- _EXERCISE PASSAGE_:
Above 1000 m elevation, the Luzon rain forests transition to the Luzon montane rain forests ecoregion. Montane rain forests are found in the Northern and Southern Sierra Madre, Mt. Sapacoy, Mt. Magnas, and Mt. Agnamala in the northern Cordillera Central highlands, and in the Zambales Mountains in the west. In the south of the island, enclaves of montane forest can be found on several volcanic and non-volcanic mountains that exceed meters in elevation. The volcanic mountains include Mt. Makiling, Mt. Banahaw, Mt. Isarog, Mayon Volcano, and Bulusan Volcano.

In some areas, annual rainfall can be about quadruple what the lowland rainforests receive (as high as 10,000 mm). The Sierra Madres have very mild seasons, with a slight dry period between December and April. The Zambales Mountains and northern Central Cordillera highlands are more strongly seasonal with a longer dry period and slightly less rainfall generally.

The dipterocarp trees of the lowlands are gradually replaced by oak and laurel forest species with increasing altitude. The forests generally have less undergrowth and become shorter in stature as altitude increases. With the decreasing temperature from increasing altitude, decomposition is slowed and results in a forest floor thick with humus.

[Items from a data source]
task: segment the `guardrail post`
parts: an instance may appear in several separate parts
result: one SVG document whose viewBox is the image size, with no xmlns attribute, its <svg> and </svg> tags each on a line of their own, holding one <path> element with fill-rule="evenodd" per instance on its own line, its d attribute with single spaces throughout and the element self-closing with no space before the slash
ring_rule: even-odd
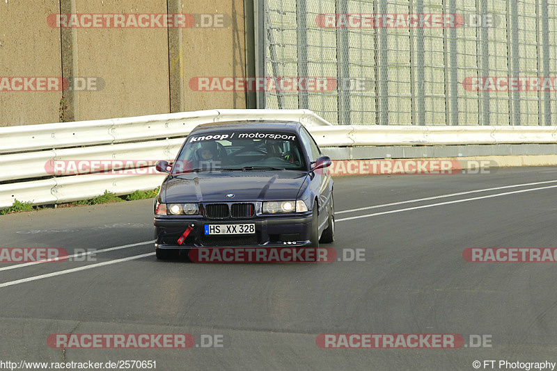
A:
<svg viewBox="0 0 557 371">
<path fill-rule="evenodd" d="M 60 14 L 76 13 L 75 0 L 60 0 Z M 75 27 L 60 27 L 60 44 L 62 54 L 62 77 L 71 81 L 77 71 L 77 30 Z M 77 92 L 67 89 L 62 92 L 61 121 L 79 119 L 79 97 Z"/>
<path fill-rule="evenodd" d="M 543 50 L 543 77 L 549 77 L 549 30 L 547 16 L 547 0 L 541 0 L 542 5 L 542 49 Z M 551 92 L 544 91 L 544 124 L 551 124 Z"/>
<path fill-rule="evenodd" d="M 305 0 L 304 0 L 305 1 Z M 345 0 L 336 0 L 337 14 L 348 13 L 348 3 Z M 350 125 L 352 123 L 350 109 L 350 71 L 349 67 L 348 30 L 336 28 L 336 89 L 338 93 L 338 124 Z"/>
<path fill-rule="evenodd" d="M 416 0 L 416 10 L 418 14 L 423 14 L 423 0 Z M 424 79 L 425 75 L 423 72 L 423 27 L 418 27 L 416 30 L 416 83 L 417 86 L 416 90 L 416 101 L 418 110 L 417 122 L 415 125 L 425 125 L 425 97 L 424 89 Z"/>
<path fill-rule="evenodd" d="M 382 14 L 387 13 L 387 0 L 379 0 L 379 13 Z M 388 28 L 382 27 L 379 28 L 379 104 L 381 124 L 389 125 L 389 40 L 387 38 Z M 377 32 L 377 30 L 375 30 Z M 377 53 L 377 51 L 375 51 Z M 376 82 L 377 83 L 377 82 Z M 377 114 L 379 114 L 378 112 Z"/>
<path fill-rule="evenodd" d="M 168 14 L 182 13 L 182 0 L 167 0 Z M 184 58 L 182 54 L 182 29 L 168 27 L 168 98 L 170 112 L 183 112 L 184 95 Z"/>
</svg>

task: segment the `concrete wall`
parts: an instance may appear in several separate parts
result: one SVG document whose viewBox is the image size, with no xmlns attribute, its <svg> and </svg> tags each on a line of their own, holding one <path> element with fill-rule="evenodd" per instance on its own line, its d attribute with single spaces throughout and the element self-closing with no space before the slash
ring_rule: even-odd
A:
<svg viewBox="0 0 557 371">
<path fill-rule="evenodd" d="M 53 13 L 223 14 L 221 28 L 77 28 Z M 196 76 L 245 76 L 243 0 L 0 1 L 0 76 L 96 77 L 100 90 L 0 91 L 0 126 L 244 108 L 245 94 L 196 92 Z M 63 107 L 61 118 L 61 107 Z"/>
<path fill-rule="evenodd" d="M 245 108 L 244 92 L 195 92 L 188 83 L 195 76 L 246 76 L 243 0 L 192 0 L 187 13 L 224 14 L 226 28 L 191 28 L 182 31 L 184 83 L 187 98 L 184 110 L 198 107 Z M 228 15 L 228 17 L 226 17 Z M 230 106 L 231 104 L 231 106 Z"/>
<path fill-rule="evenodd" d="M 0 1 L 0 77 L 61 76 L 60 30 L 47 25 L 57 0 Z M 58 122 L 59 92 L 0 91 L 0 126 Z"/>
</svg>

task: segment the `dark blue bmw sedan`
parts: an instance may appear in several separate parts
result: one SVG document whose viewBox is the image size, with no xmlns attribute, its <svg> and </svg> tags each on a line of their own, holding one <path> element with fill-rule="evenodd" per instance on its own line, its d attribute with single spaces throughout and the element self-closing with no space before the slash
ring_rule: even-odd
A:
<svg viewBox="0 0 557 371">
<path fill-rule="evenodd" d="M 334 240 L 331 159 L 299 122 L 199 125 L 155 201 L 157 257 L 196 247 L 318 247 Z"/>
</svg>

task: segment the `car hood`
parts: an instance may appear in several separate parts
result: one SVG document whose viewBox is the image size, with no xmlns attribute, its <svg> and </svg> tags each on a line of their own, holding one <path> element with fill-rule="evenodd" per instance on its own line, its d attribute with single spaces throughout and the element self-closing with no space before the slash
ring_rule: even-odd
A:
<svg viewBox="0 0 557 371">
<path fill-rule="evenodd" d="M 162 195 L 167 204 L 296 199 L 307 176 L 290 170 L 191 173 L 167 178 Z"/>
</svg>

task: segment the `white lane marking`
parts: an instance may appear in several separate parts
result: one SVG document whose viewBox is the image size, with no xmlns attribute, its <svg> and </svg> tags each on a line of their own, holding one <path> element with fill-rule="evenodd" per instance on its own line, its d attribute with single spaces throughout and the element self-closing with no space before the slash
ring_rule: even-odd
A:
<svg viewBox="0 0 557 371">
<path fill-rule="evenodd" d="M 33 276 L 32 277 L 28 277 L 26 279 L 18 279 L 17 281 L 10 281 L 10 282 L 5 282 L 3 283 L 0 283 L 0 288 L 3 287 L 8 287 L 8 286 L 13 286 L 14 285 L 18 285 L 19 283 L 24 283 L 25 282 L 31 282 L 32 281 L 37 281 L 39 279 L 44 279 L 45 278 L 49 277 L 54 277 L 56 276 L 61 276 L 62 274 L 68 274 L 69 273 L 73 273 L 74 272 L 79 272 L 80 270 L 90 270 L 93 268 L 98 268 L 99 267 L 104 267 L 104 265 L 110 265 L 111 264 L 116 264 L 118 263 L 122 263 L 124 261 L 129 261 L 135 259 L 140 259 L 141 258 L 146 258 L 147 256 L 152 256 L 155 255 L 154 252 L 150 252 L 148 254 L 143 254 L 141 255 L 136 255 L 134 256 L 128 256 L 127 258 L 123 258 L 121 259 L 116 259 L 113 261 L 104 261 L 102 263 L 97 263 L 96 264 L 90 264 L 89 265 L 84 265 L 83 267 L 79 267 L 77 268 L 73 268 L 70 270 L 61 270 L 58 272 L 54 272 L 52 273 L 47 273 L 46 274 L 41 274 L 40 276 Z"/>
<path fill-rule="evenodd" d="M 91 255 L 93 254 L 97 254 L 100 252 L 111 252 L 113 250 L 120 250 L 121 249 L 127 249 L 128 247 L 134 247 L 135 246 L 141 246 L 142 245 L 147 245 L 148 243 L 154 243 L 155 240 L 152 241 L 145 241 L 143 242 L 138 242 L 138 243 L 132 243 L 130 245 L 124 245 L 123 246 L 116 246 L 115 247 L 109 247 L 108 249 L 102 249 L 101 250 L 93 250 L 91 252 L 87 252 L 86 253 L 79 253 L 79 254 L 74 254 L 73 255 L 68 255 L 67 256 L 58 256 L 56 259 L 52 259 L 51 261 L 30 261 L 29 263 L 24 263 L 22 264 L 16 264 L 15 265 L 9 265 L 8 267 L 3 267 L 0 268 L 0 272 L 3 270 L 15 270 L 17 268 L 22 268 L 24 267 L 28 267 L 29 265 L 34 265 L 36 264 L 41 264 L 42 263 L 49 263 L 49 262 L 55 262 L 57 260 L 62 260 L 62 259 L 69 259 L 70 258 L 77 258 L 78 256 L 85 256 L 87 255 Z M 1 249 L 1 248 L 0 248 Z"/>
<path fill-rule="evenodd" d="M 512 192 L 505 192 L 503 193 L 496 193 L 495 195 L 488 195 L 487 196 L 480 196 L 479 197 L 472 197 L 471 199 L 456 199 L 454 201 L 447 201 L 446 202 L 439 202 L 438 204 L 432 204 L 430 205 L 423 205 L 421 206 L 414 206 L 412 208 L 399 208 L 398 210 L 391 210 L 390 211 L 383 211 L 382 213 L 375 213 L 373 214 L 366 214 L 365 215 L 359 215 L 355 217 L 345 217 L 343 219 L 337 219 L 336 222 L 344 222 L 345 220 L 352 220 L 353 219 L 361 219 L 363 217 L 370 217 L 377 215 L 383 215 L 385 214 L 392 214 L 394 213 L 402 213 L 402 211 L 409 211 L 410 210 L 417 210 L 418 208 L 432 208 L 434 206 L 440 206 L 442 205 L 448 205 L 450 204 L 458 204 L 460 202 L 466 202 L 468 201 L 475 201 L 476 199 L 489 199 L 492 197 L 499 197 L 499 196 L 506 196 L 508 195 L 512 195 L 515 193 L 522 193 L 524 192 L 531 192 L 533 190 L 547 190 L 549 188 L 555 188 L 557 186 L 549 186 L 549 187 L 540 187 L 538 188 L 528 188 L 527 190 L 513 190 Z"/>
<path fill-rule="evenodd" d="M 517 187 L 524 187 L 526 186 L 538 186 L 538 184 L 547 184 L 548 183 L 555 183 L 557 181 L 538 181 L 536 183 L 526 183 L 524 184 L 515 184 L 513 186 L 505 186 L 503 187 L 495 187 L 494 188 L 484 188 L 483 190 L 469 190 L 466 192 L 459 192 L 458 193 L 449 193 L 448 195 L 441 195 L 439 196 L 433 196 L 431 197 L 425 197 L 423 199 L 409 199 L 407 201 L 400 201 L 399 202 L 393 202 L 391 204 L 384 204 L 383 205 L 374 205 L 372 206 L 366 206 L 363 208 L 352 208 L 350 210 L 343 210 L 342 211 L 336 211 L 336 214 L 343 214 L 345 213 L 354 213 L 356 211 L 362 211 L 363 210 L 370 210 L 372 208 L 380 208 L 387 206 L 395 206 L 397 205 L 403 205 L 405 204 L 411 204 L 413 202 L 420 202 L 421 201 L 429 201 L 431 199 L 444 199 L 447 197 L 453 197 L 455 196 L 462 196 L 462 195 L 470 195 L 471 193 L 479 193 L 481 192 L 488 192 L 490 190 L 504 190 L 507 188 L 515 188 Z M 338 222 L 338 220 L 337 220 Z"/>
</svg>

- _ASSIGNMENT 1_: In the passage on the Luzon montane rain forests, which tree species gradually replace the lowland dipterocarps as altitude increases?
- _ASSIGNMENT 2_: Retype the passage on the Luzon montane rain forests, everything from "Above 1000 m" down to "and Bulusan Volcano.".
- _ASSIGNMENT 3_: Continue the passage on the Luzon montane rain forests from where it stops.

- _EXERCISE OUTPUT 1_: Oak and laurel forest species.

- _EXERCISE OUTPUT 2_:
Above 1000 m elevation, the Luzon rain forests transition to the Luzon montane rain forests ecoregion. Montane rain forests are found in the Northern and Southern Sierra Madre, Mt. Sapacoy, Mt. Magnas, and Mt. Agnamala in the northern Cordillera Central highlands, and in the Zambales Mountains in the west. In the south of the island, enclaves of montane forest can be found on several volcanic and non-volcanic mountains that exceed meters in elevation. The volcanic mountains include Mt. Makiling, Mt. Banahaw, Mt. Isarog, Mayon Volcano, and Bulusan Volcano.

- _EXERCISE OUTPUT 3_:
In the montane forests, epiphytes, vines, and moss-covered branches are very common. The highest altitudes of montane forests are called upper montane forest, or elfin forest, and are more extreme: trees are shorter in stature, and tree branches are so thick with moss and organic material that they can sustain aerial plants that are not typically epiphytes. Many endemic animal species reside in the thick, matty soil of the upper montane forests.

In fact, species richness is greatest along the highest elevations of the montane rainforests of Luzon. Areas with the greatest levels of endemism are reported to be the Cordillera Central highlands, the Sierra Madre, the Zambales Mountains, and highlands on the Bicol Peninsula.

==Fauna==
There are at least 31 endemic species of mammals on the island of Luzon. Sixty-eight percent of all known native non-flying mammals are endemic to the area (23 of 34).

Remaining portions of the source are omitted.